Would you return the complete listing below word for word?
——
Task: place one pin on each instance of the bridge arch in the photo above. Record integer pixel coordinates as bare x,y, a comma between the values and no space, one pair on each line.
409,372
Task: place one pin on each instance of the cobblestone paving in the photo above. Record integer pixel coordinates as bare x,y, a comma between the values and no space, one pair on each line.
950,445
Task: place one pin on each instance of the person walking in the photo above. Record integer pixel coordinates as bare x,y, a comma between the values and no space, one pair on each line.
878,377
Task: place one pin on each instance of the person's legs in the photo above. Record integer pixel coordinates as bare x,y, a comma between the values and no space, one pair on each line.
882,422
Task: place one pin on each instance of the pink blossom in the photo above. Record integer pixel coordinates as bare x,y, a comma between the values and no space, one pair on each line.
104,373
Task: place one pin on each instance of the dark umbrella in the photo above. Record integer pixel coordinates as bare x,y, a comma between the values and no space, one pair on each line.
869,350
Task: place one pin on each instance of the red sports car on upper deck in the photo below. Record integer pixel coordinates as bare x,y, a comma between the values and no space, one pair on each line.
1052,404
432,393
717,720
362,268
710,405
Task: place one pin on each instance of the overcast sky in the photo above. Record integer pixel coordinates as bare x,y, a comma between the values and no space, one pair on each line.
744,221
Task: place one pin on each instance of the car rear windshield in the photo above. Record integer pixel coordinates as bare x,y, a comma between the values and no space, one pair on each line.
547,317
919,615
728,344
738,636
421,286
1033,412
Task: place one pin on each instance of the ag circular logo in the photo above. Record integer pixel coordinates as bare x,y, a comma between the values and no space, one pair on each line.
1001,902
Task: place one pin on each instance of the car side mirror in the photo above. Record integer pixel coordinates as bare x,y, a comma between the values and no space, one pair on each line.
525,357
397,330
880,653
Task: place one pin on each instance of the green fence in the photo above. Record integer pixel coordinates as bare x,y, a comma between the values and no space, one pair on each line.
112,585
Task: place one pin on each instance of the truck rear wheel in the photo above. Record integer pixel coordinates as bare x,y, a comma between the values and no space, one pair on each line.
——
In response.
Task: place one pin on each instance of the bridge arch in the photo above. Record integer pixel coordinates as bare x,y, a comma between the values and no space, one pair on each line.
409,372
Task: place one pin on each instance of the cobblestone paving in the photo above. Record integer pixel coordinates as bare x,y, a comma between the values and no space, one pair on each line.
950,445
Task: place one pin on each instance of the person walking in the photo above. Record integer pixel coordinates as bare x,y, a comma between the values and no space, one pair on each line.
878,377
Task: place one pin on each instance of the person's legs in the photo above. Record integer pixel coordinates as bare x,y, a comma between the values and no space, one pair on each line.
882,422
Task: place one pin on each instance of the pink blossom in the photo above. Record integer pixel coordinates as bare x,y, a comma between the values and no space, one pair on each line.
104,373
Task: place one pin on each instance of the dark umbrella in the photo above. Record integer pixel coordinates as bare x,y, a comma between the values and no space, one pair on each line.
869,350
Task: place one pin on each instance of the red sports car on upper deck in the photo below. Record integer pixel coordinates as bare x,y, a comma between the values and no space, one pair on each line.
1052,404
432,393
717,720
362,268
710,405
Task: place one pin on each instance of the overcast sky in the photo above. Record integer pixel coordinates as bare x,y, a comma between the values and no space, one pair on each line.
744,221
Task: place one pin on each instance of the car rear windshield in the photo above. Record integer pixel coordinates as bare x,y, a comma between the values and no space, one pair on each line.
547,317
919,615
728,344
738,636
421,286
1033,412
Task: place one pin on each instance of the ag circular logo in the photo above. Record integer pixel coordinates as bare x,y, a comma between the values and no space, one pair on each line.
1001,902
Task: place one pin on each instance of the car side mirror in the photo above. Record integer pixel coordinates as bare x,y, a comma between the values and no space, one pair on each line.
525,357
397,330
880,653
Task: place one pin on each instance of the green fence in the photo above. Record integer pixel coordinates as bare x,y, a comma between the values and no space, one pair on each line.
112,585
Task: place one pin on each instance of the truck rear wheel in the photo above. Record integer pixel coordinates as bare x,y, a comma between the values and no space, one pair on each line.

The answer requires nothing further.